(Beginning of Given information)

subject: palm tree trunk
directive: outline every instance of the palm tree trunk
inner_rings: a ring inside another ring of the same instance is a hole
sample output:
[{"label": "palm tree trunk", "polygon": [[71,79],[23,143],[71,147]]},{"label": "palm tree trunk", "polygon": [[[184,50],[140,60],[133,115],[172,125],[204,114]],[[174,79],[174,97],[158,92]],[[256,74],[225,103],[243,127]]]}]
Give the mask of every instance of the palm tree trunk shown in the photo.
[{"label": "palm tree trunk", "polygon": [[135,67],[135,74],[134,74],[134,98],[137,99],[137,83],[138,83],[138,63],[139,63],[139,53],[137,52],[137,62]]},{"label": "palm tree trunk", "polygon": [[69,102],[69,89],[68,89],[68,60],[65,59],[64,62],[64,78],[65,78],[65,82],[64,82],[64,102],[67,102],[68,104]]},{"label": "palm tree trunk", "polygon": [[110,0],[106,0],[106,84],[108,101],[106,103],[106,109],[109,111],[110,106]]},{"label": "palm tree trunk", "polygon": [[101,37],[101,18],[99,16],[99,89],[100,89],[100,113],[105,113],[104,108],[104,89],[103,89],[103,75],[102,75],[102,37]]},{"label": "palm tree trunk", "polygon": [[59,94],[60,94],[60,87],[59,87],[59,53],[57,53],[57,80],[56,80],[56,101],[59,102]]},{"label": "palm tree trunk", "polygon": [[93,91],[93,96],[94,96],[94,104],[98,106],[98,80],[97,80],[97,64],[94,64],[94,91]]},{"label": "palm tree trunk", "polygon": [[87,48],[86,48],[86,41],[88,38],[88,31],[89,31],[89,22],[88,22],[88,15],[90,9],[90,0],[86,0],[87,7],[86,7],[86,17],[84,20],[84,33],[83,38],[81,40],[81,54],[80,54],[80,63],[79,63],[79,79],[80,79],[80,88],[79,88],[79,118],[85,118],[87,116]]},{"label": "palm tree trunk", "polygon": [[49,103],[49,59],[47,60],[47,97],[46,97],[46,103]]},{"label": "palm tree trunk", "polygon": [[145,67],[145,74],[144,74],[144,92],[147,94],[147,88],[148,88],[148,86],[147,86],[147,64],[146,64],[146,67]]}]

(End of Given information)

◆ Task instructions
Once more, write out the records in full, exactly as they appear.

◆ Task output
subject: palm tree trunk
directive: outline every instance of the palm tree trunk
inner_rings: a ring inside another ring of the same instance is a hole
sample output:
[{"label": "palm tree trunk", "polygon": [[71,79],[23,143],[71,147]]},{"label": "palm tree trunk", "polygon": [[[184,50],[140,60],[133,115],[172,125],[204,114]],[[174,79],[174,97],[158,92]],[[256,74],[225,103],[243,127]]]}]
Give the mask of every instance of the palm tree trunk shown in the photo.
[{"label": "palm tree trunk", "polygon": [[135,67],[135,74],[134,74],[134,98],[137,99],[137,83],[138,83],[138,63],[139,63],[139,53],[137,52],[137,62]]},{"label": "palm tree trunk", "polygon": [[69,102],[69,89],[68,89],[68,60],[65,59],[64,62],[64,78],[65,78],[65,82],[64,82],[64,102],[67,102],[68,104]]},{"label": "palm tree trunk", "polygon": [[110,0],[106,0],[106,84],[108,101],[106,103],[106,109],[109,111],[110,106]]},{"label": "palm tree trunk", "polygon": [[101,37],[101,18],[99,16],[99,89],[100,89],[100,113],[105,113],[104,108],[104,89],[103,89],[103,75],[102,75],[102,37]]},{"label": "palm tree trunk", "polygon": [[59,94],[60,94],[60,87],[59,87],[59,53],[57,53],[57,80],[56,80],[56,101],[59,102]]},{"label": "palm tree trunk", "polygon": [[93,91],[93,96],[94,96],[94,104],[98,106],[98,80],[97,80],[97,64],[94,64],[94,91]]},{"label": "palm tree trunk", "polygon": [[87,48],[86,48],[86,41],[88,38],[88,31],[89,31],[89,22],[88,22],[88,15],[90,9],[90,0],[86,0],[87,7],[86,7],[86,17],[84,20],[84,33],[83,38],[81,40],[81,54],[80,54],[80,63],[79,63],[79,79],[80,79],[80,88],[79,88],[79,118],[85,118],[87,116]]},{"label": "palm tree trunk", "polygon": [[49,103],[49,59],[47,60],[47,97],[46,97],[46,103]]},{"label": "palm tree trunk", "polygon": [[145,67],[145,74],[144,74],[144,92],[147,94],[147,88],[148,88],[148,86],[147,86],[147,64],[146,64],[146,67]]}]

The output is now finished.